TASK INPUT
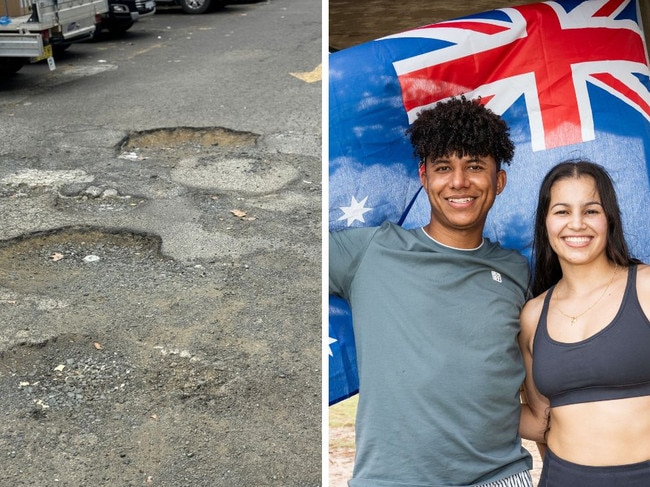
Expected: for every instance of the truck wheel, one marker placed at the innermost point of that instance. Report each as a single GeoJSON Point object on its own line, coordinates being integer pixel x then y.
{"type": "Point", "coordinates": [11, 65]}
{"type": "Point", "coordinates": [195, 6]}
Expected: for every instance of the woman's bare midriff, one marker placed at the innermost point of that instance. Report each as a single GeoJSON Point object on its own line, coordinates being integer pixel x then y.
{"type": "Point", "coordinates": [602, 433]}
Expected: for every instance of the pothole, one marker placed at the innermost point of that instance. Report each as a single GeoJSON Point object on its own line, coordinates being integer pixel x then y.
{"type": "Point", "coordinates": [76, 245]}
{"type": "Point", "coordinates": [184, 136]}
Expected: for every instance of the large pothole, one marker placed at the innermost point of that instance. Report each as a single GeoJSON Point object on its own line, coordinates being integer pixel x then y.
{"type": "Point", "coordinates": [182, 136]}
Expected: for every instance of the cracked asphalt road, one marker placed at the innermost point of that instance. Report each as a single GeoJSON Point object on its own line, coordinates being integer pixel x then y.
{"type": "Point", "coordinates": [160, 295]}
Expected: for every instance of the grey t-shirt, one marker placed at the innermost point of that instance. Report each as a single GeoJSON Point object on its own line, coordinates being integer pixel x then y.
{"type": "Point", "coordinates": [439, 366]}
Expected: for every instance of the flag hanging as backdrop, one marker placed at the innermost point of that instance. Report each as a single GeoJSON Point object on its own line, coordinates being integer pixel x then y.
{"type": "Point", "coordinates": [570, 78]}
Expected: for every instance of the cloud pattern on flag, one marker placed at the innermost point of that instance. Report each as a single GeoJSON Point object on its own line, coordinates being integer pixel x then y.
{"type": "Point", "coordinates": [570, 78]}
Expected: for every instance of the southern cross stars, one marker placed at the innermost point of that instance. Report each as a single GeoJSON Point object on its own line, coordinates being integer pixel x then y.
{"type": "Point", "coordinates": [355, 211]}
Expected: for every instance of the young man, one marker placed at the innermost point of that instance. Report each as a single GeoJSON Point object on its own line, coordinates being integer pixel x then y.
{"type": "Point", "coordinates": [436, 317]}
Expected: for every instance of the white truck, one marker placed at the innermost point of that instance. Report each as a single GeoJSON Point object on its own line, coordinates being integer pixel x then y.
{"type": "Point", "coordinates": [33, 30]}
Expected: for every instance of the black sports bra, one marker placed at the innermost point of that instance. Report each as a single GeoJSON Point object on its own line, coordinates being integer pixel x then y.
{"type": "Point", "coordinates": [612, 364]}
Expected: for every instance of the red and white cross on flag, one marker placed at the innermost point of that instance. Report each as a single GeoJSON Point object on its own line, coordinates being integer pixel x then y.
{"type": "Point", "coordinates": [543, 52]}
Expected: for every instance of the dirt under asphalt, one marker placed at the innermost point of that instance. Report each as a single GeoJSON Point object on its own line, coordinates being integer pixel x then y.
{"type": "Point", "coordinates": [124, 362]}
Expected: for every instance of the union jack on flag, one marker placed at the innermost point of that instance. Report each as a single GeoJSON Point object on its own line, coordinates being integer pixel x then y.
{"type": "Point", "coordinates": [569, 77]}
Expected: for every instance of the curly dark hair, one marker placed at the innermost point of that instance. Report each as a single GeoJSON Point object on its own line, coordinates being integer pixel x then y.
{"type": "Point", "coordinates": [461, 126]}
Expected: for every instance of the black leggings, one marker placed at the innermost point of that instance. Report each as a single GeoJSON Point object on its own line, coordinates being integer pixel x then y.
{"type": "Point", "coordinates": [560, 473]}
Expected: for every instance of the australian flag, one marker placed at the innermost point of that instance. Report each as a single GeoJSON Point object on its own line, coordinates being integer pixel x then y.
{"type": "Point", "coordinates": [569, 77]}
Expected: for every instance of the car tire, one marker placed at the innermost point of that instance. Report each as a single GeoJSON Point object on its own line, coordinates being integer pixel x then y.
{"type": "Point", "coordinates": [120, 28]}
{"type": "Point", "coordinates": [196, 6]}
{"type": "Point", "coordinates": [11, 65]}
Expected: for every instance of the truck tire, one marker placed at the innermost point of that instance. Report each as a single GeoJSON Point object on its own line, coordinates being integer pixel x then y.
{"type": "Point", "coordinates": [196, 6]}
{"type": "Point", "coordinates": [11, 65]}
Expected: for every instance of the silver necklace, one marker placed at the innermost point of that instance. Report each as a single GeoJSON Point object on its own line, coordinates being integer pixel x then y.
{"type": "Point", "coordinates": [574, 318]}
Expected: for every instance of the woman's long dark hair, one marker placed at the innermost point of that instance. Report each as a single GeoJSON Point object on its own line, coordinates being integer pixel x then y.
{"type": "Point", "coordinates": [547, 271]}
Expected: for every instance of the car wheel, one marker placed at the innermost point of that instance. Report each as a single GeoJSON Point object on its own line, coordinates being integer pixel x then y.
{"type": "Point", "coordinates": [195, 6]}
{"type": "Point", "coordinates": [11, 65]}
{"type": "Point", "coordinates": [120, 28]}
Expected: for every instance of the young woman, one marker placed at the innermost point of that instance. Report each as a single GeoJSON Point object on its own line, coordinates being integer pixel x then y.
{"type": "Point", "coordinates": [585, 337]}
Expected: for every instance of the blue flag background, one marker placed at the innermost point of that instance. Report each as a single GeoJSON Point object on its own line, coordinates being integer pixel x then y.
{"type": "Point", "coordinates": [586, 94]}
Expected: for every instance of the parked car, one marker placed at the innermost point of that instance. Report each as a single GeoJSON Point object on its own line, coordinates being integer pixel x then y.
{"type": "Point", "coordinates": [122, 14]}
{"type": "Point", "coordinates": [194, 6]}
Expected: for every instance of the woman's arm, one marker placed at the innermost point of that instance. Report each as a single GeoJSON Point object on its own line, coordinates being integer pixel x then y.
{"type": "Point", "coordinates": [534, 408]}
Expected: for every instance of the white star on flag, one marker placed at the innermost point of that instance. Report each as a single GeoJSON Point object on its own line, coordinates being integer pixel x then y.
{"type": "Point", "coordinates": [331, 340]}
{"type": "Point", "coordinates": [355, 211]}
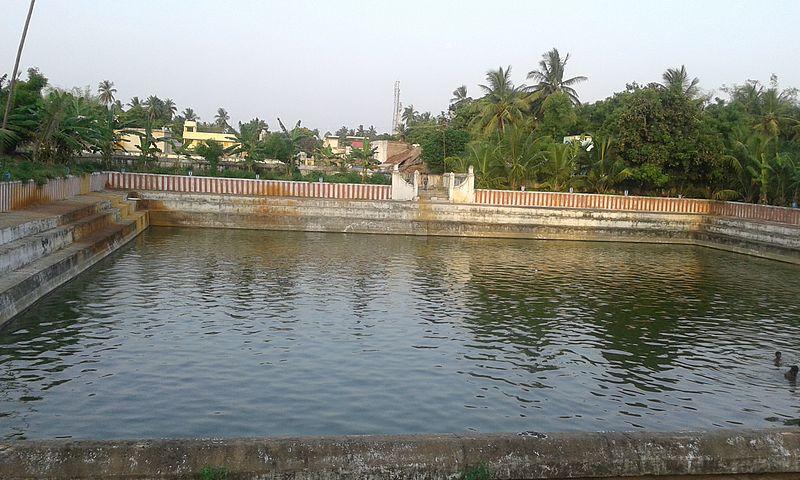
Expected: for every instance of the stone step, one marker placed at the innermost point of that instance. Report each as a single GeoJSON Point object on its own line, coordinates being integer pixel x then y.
{"type": "Point", "coordinates": [16, 254]}
{"type": "Point", "coordinates": [23, 287]}
{"type": "Point", "coordinates": [19, 224]}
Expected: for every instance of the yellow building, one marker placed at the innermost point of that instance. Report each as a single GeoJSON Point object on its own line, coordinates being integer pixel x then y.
{"type": "Point", "coordinates": [130, 139]}
{"type": "Point", "coordinates": [192, 138]}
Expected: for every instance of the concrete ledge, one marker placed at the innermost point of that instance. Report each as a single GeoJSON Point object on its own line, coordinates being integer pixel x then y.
{"type": "Point", "coordinates": [763, 239]}
{"type": "Point", "coordinates": [730, 454]}
{"type": "Point", "coordinates": [24, 287]}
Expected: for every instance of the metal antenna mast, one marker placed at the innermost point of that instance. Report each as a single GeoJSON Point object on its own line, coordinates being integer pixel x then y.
{"type": "Point", "coordinates": [397, 107]}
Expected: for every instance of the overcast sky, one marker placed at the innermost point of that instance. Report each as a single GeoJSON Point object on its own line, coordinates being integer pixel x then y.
{"type": "Point", "coordinates": [334, 63]}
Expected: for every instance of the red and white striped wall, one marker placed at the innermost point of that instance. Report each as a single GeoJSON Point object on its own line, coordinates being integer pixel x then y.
{"type": "Point", "coordinates": [18, 195]}
{"type": "Point", "coordinates": [593, 201]}
{"type": "Point", "coordinates": [748, 211]}
{"type": "Point", "coordinates": [751, 211]}
{"type": "Point", "coordinates": [240, 186]}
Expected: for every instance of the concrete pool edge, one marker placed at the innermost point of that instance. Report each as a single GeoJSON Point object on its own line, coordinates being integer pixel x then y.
{"type": "Point", "coordinates": [773, 241]}
{"type": "Point", "coordinates": [734, 453]}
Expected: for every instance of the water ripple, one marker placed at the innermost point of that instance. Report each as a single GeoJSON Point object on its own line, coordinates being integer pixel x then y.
{"type": "Point", "coordinates": [239, 333]}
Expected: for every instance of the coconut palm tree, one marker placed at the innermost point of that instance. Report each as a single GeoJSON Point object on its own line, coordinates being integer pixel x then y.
{"type": "Point", "coordinates": [221, 119]}
{"type": "Point", "coordinates": [606, 169]}
{"type": "Point", "coordinates": [10, 100]}
{"type": "Point", "coordinates": [677, 80]}
{"type": "Point", "coordinates": [550, 78]}
{"type": "Point", "coordinates": [502, 104]}
{"type": "Point", "coordinates": [409, 114]}
{"type": "Point", "coordinates": [169, 108]}
{"type": "Point", "coordinates": [154, 107]}
{"type": "Point", "coordinates": [755, 160]}
{"type": "Point", "coordinates": [559, 166]}
{"type": "Point", "coordinates": [106, 90]}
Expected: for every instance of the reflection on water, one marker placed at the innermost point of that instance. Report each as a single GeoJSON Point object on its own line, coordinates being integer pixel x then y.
{"type": "Point", "coordinates": [241, 333]}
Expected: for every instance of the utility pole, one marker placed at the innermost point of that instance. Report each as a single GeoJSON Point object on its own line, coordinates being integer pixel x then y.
{"type": "Point", "coordinates": [16, 67]}
{"type": "Point", "coordinates": [396, 114]}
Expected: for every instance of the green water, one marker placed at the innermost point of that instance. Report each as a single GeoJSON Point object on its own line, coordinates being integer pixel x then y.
{"type": "Point", "coordinates": [200, 333]}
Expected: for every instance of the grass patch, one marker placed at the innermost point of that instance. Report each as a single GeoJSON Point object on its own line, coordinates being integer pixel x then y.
{"type": "Point", "coordinates": [213, 472]}
{"type": "Point", "coordinates": [22, 169]}
{"type": "Point", "coordinates": [478, 472]}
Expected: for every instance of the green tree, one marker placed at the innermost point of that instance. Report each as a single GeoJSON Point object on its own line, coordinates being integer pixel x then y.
{"type": "Point", "coordinates": [67, 125]}
{"type": "Point", "coordinates": [189, 114]}
{"type": "Point", "coordinates": [212, 152]}
{"type": "Point", "coordinates": [365, 156]}
{"type": "Point", "coordinates": [503, 103]}
{"type": "Point", "coordinates": [605, 171]}
{"type": "Point", "coordinates": [558, 116]}
{"type": "Point", "coordinates": [550, 79]}
{"type": "Point", "coordinates": [559, 166]}
{"type": "Point", "coordinates": [221, 119]}
{"type": "Point", "coordinates": [677, 81]}
{"type": "Point", "coordinates": [106, 91]}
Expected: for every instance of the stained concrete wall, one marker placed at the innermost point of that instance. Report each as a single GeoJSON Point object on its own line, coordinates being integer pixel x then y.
{"type": "Point", "coordinates": [420, 218]}
{"type": "Point", "coordinates": [18, 195]}
{"type": "Point", "coordinates": [696, 456]}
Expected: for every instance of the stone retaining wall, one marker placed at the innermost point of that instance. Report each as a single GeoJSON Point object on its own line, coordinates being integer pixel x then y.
{"type": "Point", "coordinates": [771, 240]}
{"type": "Point", "coordinates": [736, 454]}
{"type": "Point", "coordinates": [18, 195]}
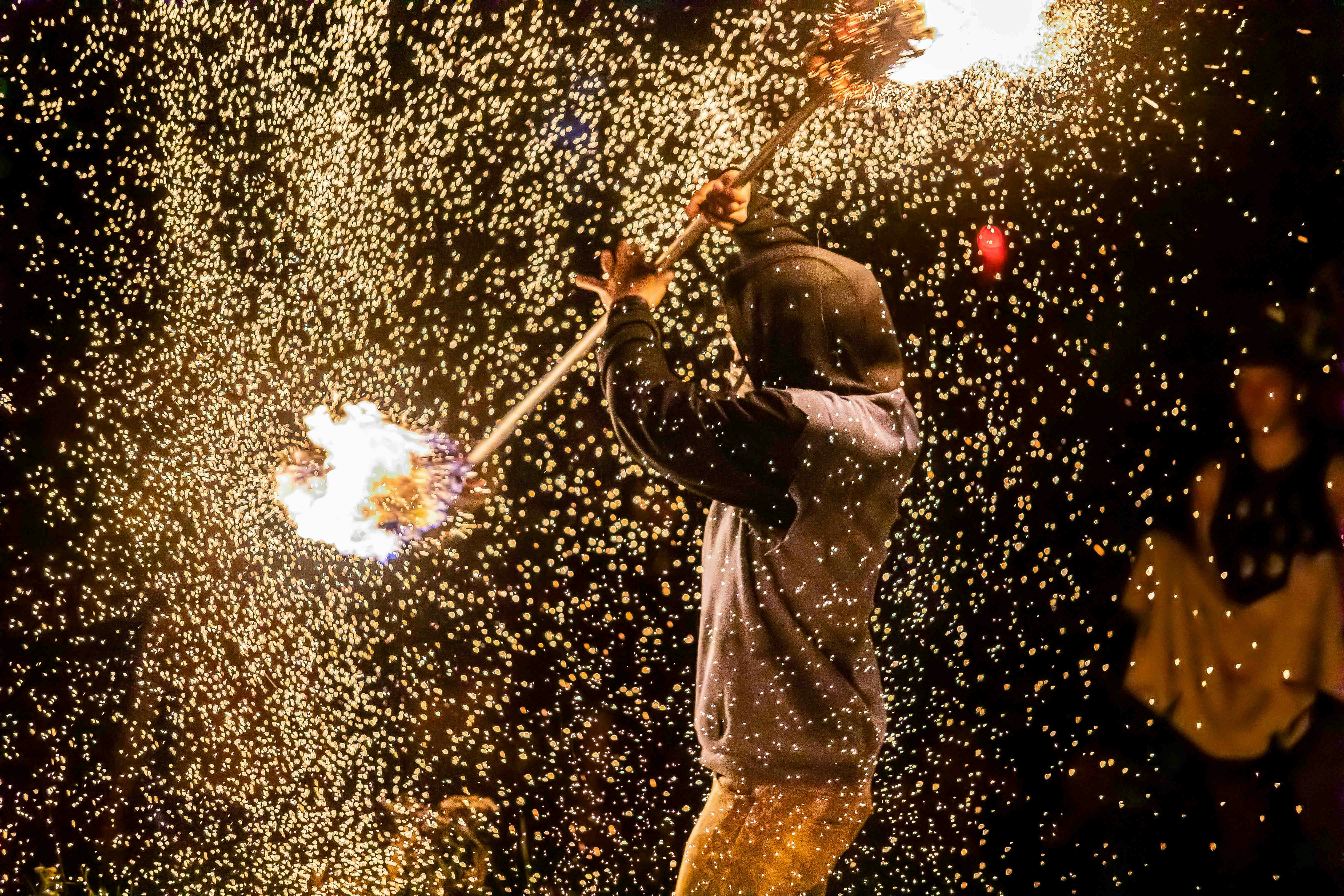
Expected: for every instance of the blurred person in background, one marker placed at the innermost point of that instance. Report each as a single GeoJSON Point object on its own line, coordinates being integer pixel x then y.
{"type": "Point", "coordinates": [1240, 640]}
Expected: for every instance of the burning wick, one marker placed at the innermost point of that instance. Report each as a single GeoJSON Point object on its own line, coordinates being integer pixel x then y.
{"type": "Point", "coordinates": [370, 488]}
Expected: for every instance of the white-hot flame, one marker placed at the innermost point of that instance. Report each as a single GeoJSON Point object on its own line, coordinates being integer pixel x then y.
{"type": "Point", "coordinates": [380, 488]}
{"type": "Point", "coordinates": [1010, 33]}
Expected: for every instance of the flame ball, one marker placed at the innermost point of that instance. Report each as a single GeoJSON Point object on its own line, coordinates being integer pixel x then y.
{"type": "Point", "coordinates": [863, 42]}
{"type": "Point", "coordinates": [378, 488]}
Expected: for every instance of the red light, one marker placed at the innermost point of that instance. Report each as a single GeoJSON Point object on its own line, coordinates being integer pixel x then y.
{"type": "Point", "coordinates": [994, 249]}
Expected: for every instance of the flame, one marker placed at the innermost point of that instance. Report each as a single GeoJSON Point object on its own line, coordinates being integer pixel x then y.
{"type": "Point", "coordinates": [1010, 33]}
{"type": "Point", "coordinates": [378, 488]}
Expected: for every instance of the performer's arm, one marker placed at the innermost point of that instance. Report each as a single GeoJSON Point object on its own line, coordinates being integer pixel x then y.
{"type": "Point", "coordinates": [737, 451]}
{"type": "Point", "coordinates": [745, 214]}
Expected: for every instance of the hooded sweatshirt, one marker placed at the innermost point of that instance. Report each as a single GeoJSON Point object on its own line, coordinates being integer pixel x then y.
{"type": "Point", "coordinates": [806, 473]}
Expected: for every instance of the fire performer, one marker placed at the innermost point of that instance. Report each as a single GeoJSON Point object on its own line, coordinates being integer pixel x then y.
{"type": "Point", "coordinates": [806, 465]}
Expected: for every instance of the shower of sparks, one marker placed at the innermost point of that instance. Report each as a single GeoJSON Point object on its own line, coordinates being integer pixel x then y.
{"type": "Point", "coordinates": [378, 488]}
{"type": "Point", "coordinates": [359, 199]}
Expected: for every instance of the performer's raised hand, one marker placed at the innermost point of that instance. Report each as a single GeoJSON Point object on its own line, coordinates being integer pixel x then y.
{"type": "Point", "coordinates": [627, 273]}
{"type": "Point", "coordinates": [724, 206]}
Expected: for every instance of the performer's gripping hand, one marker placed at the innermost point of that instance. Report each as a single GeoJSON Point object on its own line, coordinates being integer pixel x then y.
{"type": "Point", "coordinates": [721, 203]}
{"type": "Point", "coordinates": [626, 273]}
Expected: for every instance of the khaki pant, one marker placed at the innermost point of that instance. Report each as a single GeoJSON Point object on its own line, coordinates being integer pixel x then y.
{"type": "Point", "coordinates": [764, 840]}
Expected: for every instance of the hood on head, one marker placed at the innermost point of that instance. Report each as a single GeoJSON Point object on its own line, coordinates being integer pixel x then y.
{"type": "Point", "coordinates": [806, 318]}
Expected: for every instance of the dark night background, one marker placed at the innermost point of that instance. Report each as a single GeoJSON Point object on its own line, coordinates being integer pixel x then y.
{"type": "Point", "coordinates": [1238, 222]}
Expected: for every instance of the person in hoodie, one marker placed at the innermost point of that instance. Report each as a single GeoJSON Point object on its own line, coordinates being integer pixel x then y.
{"type": "Point", "coordinates": [804, 465]}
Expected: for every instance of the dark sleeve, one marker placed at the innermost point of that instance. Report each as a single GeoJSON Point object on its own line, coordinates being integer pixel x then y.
{"type": "Point", "coordinates": [737, 451]}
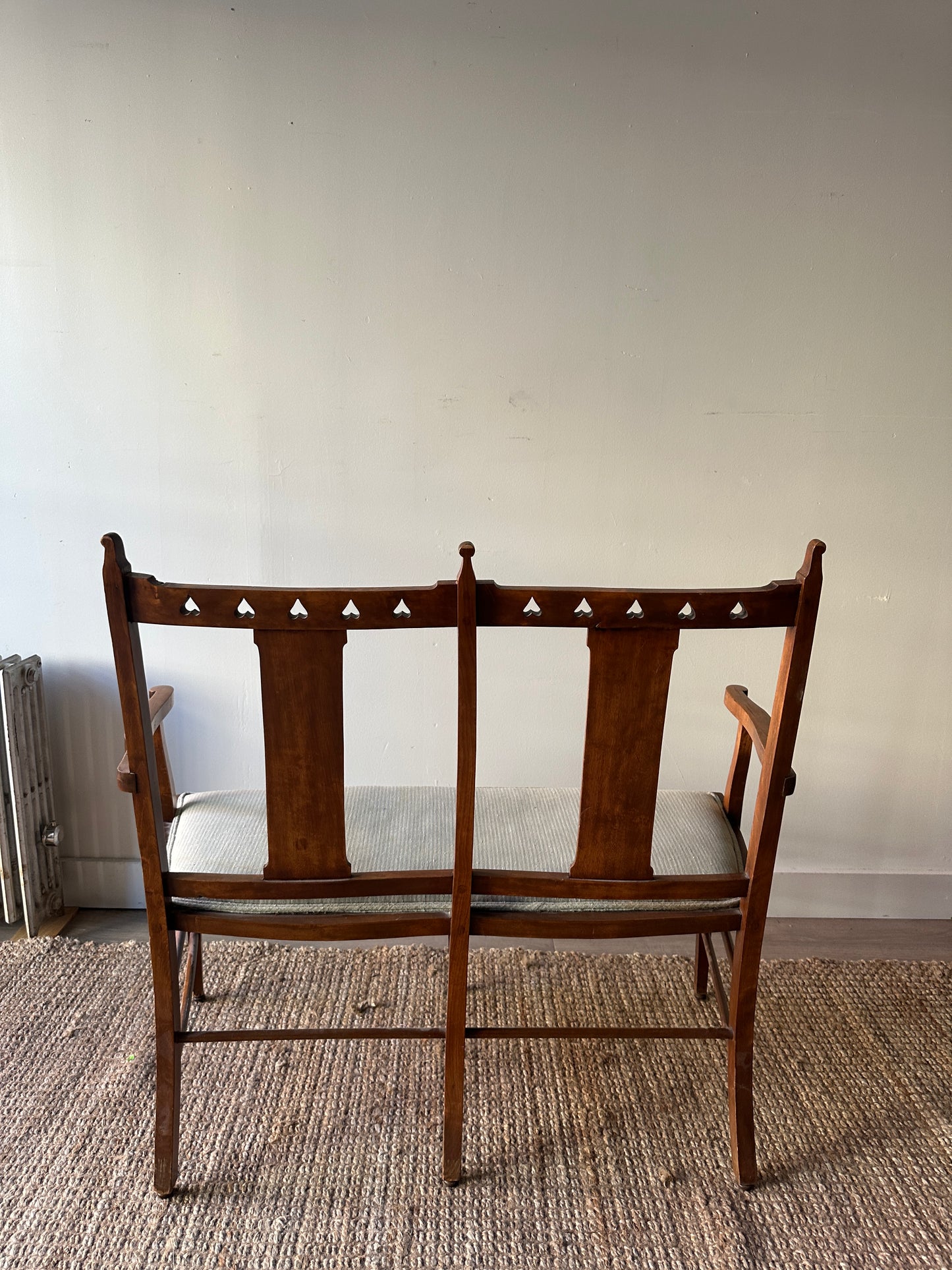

PROBLEM DESCRIPTION
How many lines in the rows above contain the string "woman"? Case counts. Answer with the number alone.

TASK OUTPUT
4